***** Extracted entries *****

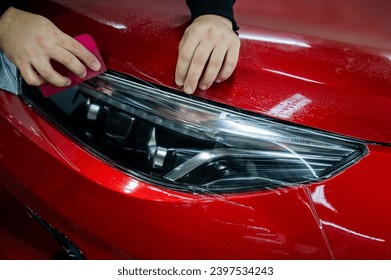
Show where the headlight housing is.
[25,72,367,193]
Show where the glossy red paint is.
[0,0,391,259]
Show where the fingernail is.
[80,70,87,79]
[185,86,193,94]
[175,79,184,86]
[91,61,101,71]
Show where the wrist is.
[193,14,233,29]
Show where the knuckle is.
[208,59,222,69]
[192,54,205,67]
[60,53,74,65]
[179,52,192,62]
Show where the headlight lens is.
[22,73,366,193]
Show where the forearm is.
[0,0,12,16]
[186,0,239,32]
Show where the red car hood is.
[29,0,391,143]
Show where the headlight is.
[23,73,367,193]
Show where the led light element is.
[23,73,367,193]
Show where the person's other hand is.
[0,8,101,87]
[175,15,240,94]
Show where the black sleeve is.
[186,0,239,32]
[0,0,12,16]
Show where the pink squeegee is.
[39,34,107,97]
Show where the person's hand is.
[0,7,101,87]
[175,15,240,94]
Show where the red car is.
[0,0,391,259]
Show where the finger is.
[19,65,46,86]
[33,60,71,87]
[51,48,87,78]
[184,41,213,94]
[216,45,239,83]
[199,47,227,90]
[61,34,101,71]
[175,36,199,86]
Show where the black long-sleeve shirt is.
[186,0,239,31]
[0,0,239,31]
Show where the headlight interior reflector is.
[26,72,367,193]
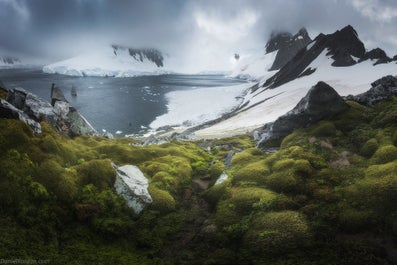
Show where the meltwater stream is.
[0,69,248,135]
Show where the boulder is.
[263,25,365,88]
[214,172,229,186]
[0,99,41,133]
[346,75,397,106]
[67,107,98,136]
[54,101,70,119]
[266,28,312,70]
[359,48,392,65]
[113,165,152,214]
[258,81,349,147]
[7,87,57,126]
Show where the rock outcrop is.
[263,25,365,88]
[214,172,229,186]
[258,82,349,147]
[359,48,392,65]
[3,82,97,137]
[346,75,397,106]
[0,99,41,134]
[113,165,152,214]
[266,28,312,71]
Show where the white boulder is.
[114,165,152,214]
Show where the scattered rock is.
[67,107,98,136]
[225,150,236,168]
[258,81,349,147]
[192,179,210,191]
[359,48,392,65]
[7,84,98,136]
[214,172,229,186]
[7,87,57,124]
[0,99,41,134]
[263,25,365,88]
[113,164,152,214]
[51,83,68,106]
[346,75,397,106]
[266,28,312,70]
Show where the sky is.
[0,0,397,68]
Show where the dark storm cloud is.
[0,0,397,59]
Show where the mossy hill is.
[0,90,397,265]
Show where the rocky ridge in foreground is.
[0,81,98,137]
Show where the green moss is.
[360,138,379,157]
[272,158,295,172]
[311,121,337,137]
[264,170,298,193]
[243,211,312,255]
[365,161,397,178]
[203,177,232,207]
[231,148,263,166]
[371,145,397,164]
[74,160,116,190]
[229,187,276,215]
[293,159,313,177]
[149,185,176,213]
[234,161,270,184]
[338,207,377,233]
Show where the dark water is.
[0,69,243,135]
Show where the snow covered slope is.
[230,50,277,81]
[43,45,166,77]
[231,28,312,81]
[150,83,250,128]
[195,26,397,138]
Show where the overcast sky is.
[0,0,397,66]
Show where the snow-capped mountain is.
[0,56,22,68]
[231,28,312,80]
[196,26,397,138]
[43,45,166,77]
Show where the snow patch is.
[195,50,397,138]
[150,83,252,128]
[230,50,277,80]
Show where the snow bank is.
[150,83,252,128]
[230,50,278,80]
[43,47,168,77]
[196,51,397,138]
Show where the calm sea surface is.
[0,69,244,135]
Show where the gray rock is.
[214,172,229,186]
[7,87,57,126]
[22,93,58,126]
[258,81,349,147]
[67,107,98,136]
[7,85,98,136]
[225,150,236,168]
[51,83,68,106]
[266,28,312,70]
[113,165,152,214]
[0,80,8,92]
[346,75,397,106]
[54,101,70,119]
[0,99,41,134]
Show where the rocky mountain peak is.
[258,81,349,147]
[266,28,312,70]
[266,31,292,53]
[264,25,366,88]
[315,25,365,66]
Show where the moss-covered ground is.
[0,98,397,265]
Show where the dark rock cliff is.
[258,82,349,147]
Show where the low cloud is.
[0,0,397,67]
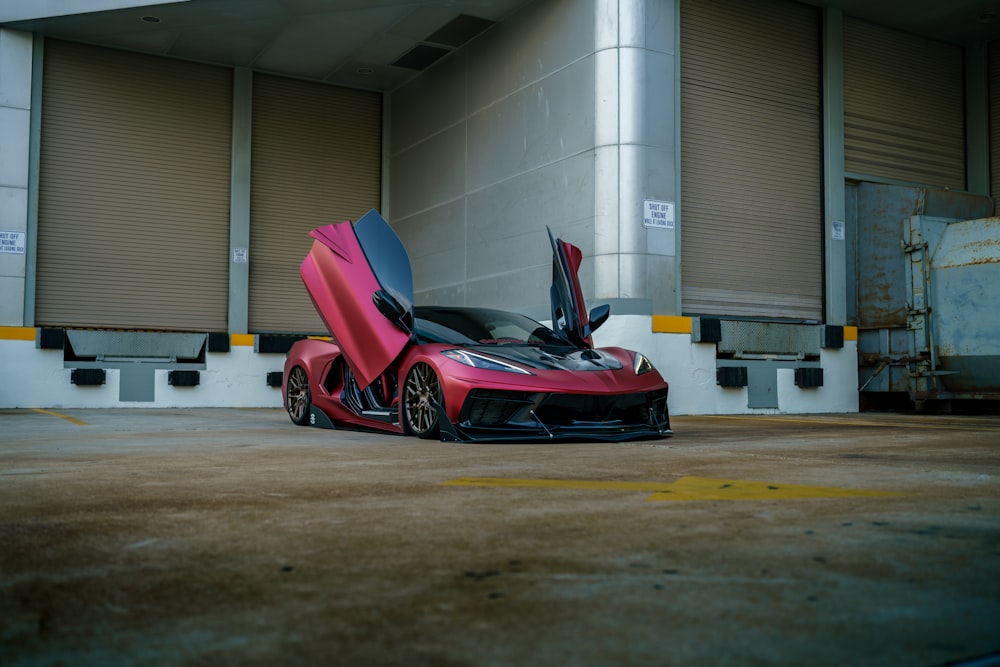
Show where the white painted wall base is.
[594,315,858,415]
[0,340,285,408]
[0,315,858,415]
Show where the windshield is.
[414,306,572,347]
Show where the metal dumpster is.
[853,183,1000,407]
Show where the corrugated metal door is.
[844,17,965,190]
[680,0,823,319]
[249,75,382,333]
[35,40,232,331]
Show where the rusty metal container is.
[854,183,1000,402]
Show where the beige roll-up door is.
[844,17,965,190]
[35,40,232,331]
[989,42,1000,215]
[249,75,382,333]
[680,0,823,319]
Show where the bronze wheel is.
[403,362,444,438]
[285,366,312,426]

*****
***** Extracted entries *****

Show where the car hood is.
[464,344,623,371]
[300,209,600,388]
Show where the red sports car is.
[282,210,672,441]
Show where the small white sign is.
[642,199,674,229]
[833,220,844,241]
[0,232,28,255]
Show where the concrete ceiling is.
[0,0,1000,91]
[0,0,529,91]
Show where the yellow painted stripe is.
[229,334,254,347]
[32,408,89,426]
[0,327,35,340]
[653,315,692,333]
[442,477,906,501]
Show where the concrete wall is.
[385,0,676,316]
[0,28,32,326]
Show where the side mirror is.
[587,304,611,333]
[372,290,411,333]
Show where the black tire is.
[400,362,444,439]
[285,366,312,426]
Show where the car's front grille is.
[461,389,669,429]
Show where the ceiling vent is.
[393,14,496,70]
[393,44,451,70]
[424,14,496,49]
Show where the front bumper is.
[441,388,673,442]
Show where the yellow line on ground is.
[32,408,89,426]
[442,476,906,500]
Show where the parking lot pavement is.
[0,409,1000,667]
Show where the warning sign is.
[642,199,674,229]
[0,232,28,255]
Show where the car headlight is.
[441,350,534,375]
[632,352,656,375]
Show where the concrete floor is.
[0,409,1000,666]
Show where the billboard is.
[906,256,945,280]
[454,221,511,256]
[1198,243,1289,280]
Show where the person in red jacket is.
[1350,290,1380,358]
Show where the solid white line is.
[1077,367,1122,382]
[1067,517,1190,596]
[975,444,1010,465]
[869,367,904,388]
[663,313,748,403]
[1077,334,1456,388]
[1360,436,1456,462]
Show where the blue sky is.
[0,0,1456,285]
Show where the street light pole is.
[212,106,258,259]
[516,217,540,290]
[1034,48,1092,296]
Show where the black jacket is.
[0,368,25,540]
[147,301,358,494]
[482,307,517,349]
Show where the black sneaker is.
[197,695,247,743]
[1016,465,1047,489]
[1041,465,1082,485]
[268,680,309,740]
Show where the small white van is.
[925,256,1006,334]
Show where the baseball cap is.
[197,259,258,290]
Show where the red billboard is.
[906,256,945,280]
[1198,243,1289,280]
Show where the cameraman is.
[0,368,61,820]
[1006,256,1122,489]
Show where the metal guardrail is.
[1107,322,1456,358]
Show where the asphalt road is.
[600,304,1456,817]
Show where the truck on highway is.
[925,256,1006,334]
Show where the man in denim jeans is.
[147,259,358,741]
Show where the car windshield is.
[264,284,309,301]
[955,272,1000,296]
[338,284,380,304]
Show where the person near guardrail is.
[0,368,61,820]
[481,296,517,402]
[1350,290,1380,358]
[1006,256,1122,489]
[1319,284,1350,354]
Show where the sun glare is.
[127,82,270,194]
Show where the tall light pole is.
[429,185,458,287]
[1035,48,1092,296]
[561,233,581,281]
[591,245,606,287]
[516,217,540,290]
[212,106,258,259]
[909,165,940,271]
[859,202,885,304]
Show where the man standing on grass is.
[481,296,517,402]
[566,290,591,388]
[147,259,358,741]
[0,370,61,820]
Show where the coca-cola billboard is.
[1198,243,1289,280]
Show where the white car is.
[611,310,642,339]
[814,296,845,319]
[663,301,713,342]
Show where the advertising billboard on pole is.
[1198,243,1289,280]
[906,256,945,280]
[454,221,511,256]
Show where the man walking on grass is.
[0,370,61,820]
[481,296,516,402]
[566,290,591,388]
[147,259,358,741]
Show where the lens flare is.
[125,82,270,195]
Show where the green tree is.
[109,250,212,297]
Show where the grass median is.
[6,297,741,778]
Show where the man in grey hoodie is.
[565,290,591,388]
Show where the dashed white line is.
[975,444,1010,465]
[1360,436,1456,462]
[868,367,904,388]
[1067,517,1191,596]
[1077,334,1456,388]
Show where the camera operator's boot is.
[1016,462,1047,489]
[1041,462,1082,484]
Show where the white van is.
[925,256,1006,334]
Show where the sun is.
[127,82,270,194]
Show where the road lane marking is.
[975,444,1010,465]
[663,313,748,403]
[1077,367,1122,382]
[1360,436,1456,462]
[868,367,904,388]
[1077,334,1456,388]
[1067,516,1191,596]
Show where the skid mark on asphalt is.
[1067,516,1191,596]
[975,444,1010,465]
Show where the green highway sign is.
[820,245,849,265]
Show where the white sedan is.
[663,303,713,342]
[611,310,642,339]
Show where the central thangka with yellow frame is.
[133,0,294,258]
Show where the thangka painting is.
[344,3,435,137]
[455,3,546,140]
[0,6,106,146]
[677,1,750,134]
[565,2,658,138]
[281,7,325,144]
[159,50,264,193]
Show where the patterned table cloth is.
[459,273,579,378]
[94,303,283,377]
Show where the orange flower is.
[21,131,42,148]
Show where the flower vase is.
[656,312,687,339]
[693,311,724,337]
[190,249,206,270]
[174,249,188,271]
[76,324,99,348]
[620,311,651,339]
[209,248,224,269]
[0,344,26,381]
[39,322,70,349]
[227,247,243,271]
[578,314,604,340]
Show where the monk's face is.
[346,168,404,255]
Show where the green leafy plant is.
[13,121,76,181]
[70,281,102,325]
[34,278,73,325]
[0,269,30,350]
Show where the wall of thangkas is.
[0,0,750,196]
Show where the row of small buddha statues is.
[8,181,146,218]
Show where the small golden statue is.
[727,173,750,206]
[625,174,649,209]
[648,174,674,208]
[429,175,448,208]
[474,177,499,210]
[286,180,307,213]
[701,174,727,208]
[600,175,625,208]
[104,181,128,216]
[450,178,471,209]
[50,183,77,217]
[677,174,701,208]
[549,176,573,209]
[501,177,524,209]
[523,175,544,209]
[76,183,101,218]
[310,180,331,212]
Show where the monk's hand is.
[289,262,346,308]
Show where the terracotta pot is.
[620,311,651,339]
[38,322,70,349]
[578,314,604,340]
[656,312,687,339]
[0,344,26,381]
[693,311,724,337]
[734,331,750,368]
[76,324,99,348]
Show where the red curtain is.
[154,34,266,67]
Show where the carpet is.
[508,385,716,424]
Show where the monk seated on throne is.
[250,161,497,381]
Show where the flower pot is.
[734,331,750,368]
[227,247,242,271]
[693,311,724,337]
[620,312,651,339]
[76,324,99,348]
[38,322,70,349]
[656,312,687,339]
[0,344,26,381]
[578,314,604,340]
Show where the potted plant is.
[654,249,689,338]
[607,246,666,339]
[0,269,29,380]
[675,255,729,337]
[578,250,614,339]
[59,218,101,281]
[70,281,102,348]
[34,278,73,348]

*****

▶ Instruction: Copy the lines from the items above word for word, starting at the line that contains "Show where the thangka painting is." and ending at the line that contains "[21,131,42,148]", with both of those lines included.

▶ Worked answer:
Show where the thangka painting is.
[344,3,435,137]
[455,3,546,140]
[0,6,106,146]
[677,1,750,134]
[565,2,658,138]
[281,7,325,144]
[159,50,264,193]
Show where the patterned table cloth is.
[459,273,579,378]
[94,303,283,377]
Show where the orange flower is.
[21,131,42,148]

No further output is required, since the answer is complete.